**REQUIRED TASK:** Reproduce word for word the passage of the concurrency text below, starting with "We have basically" and going on through "marinating (10 minutes)".

══ SUPPLIED TEXT ══

In programming, it’s very common to want to do multiple things “together”. For example, if we want to load a person’s tweets and Reddit posts, we probably want to call the Twitter API and Reddit API together instead of waiting for one to finish before calling the next.

But what does doing it “together” really mean? Is the computer really doing two things at the same time? Are we really doing anything when we’re waiting for a response from an API? What if we have multiple cores? Those are the kind of questions we’ll explore in this post.

Concurrency and Parallelism in the Kitchen

Let’s forget about programming for a moment and think about cooking. Cooking is a lot like programming. We have a list of things we want to do, and we have to do them in a certain order.

For example, if we want to cook a meal consisting of vegetables and meat, we can do the following:

  1. Chop vegetables (10 minutes)
  2. Boil water (10 minutes)
  3. Cook vegetables (10 minutes)
  4. Chop meat (10 minutes)
  5. Marinate meat (30 minutes)
  6. Cook meat (20 minutes)

If we follow these steps in sequence, this takes a total of 90 minutes.

What if we had another person in the kitchen cooking with us? Each of us could do things together. For example, one of us could handle the vegetables while the other handles the meat:

Person 1:

  1. Chop vegetables (10 minutes)
  2. Boil water (10 minutes)
  3. Cook vegetables (10 minutes)

Person 2:

  1. Chop meat (10 minutes)
  2. Marinate meat (30 minutes)
  3. Cook meat (20 minutes)

Person 1 finishes in 30 minutes, and Person 2 finishes in 60 minutes. This takes a total of 60 minutes. We have saved 30 minutes.

We have basically divided the work into two parts, and each person is responsible for one part. At minimum, it will take 60 minutes to finish the meat. There’s no way to speed it up - the meat has to be chopped and marinated before it can be cooked. Notice that in this setup, both the vegetables and meat are being chopped simultaneously (during the first 10 minutes), even though each task requires the full attention of a person, because there are two different people doing the chopping.

But what if we didn’t have another person? We could still get things done faster:

  1. Chop meat and start marinating meat (10 minutes)
  2. Chop vegetables while boiling water (10 minutes)
  3. Cook vegetables (10 minutes)
  4. wait for meat to finish marinating (10 minutes)
  5. Cook meat (20 minutes)

This still takes a total of just 60 minutes. We have still saved 30 minutes, even without another person.

So how did we do it?

Notice that we didn’t actually do multiple things simultaneously. For example, we didn’t chop vegetables and the meat at the same time, since chopping requires our full attention. But we did boil the water while we were chopping the vegetables. We also started marinating the meat while we were cooking the vegetables.

The key here is that some of these tasks only required us to set something up and wait for it to finish, and that we can get other things done while we wait. Boiling the water takes 10 minutes, but it doesn’t require our full attention while it’s boiling. We can just put the water on the stove and then chop vegetables while we wait for the water to boil. Same for marinating the meat. We can just put the meat in the marinade and then let it sit while we get other things done.

═══
══ INFORMATION SHOWN ══

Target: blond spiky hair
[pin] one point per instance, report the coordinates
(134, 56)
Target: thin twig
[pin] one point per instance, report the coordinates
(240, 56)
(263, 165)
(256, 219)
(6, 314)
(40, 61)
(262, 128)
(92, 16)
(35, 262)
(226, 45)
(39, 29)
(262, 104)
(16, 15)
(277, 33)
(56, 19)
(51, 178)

═══

**TASK RESPONSE:**
We have basically divided the work into two parts, and each person is responsible for one part. At minimum, it will take 60 minutes to finish the meat. There’s no way to speed it up - the meat has to be chopped and marinated before it can be cooked. Notice that in this setup, both the vegetables and meat are being chopped simultaneously (during the first 10 minutes), even though each task requires the full attention of a person, because there are two different people doing the chopping.

But what if we didn’t have another person? We could still get things done faster:

  1. Chop meat and start marinating meat (10 minutes)
  2. Chop vegetables while boiling water (10 minutes)
  3. Cook vegetables (10 minutes)
  4. wait for meat to finish marinating (10 minutes)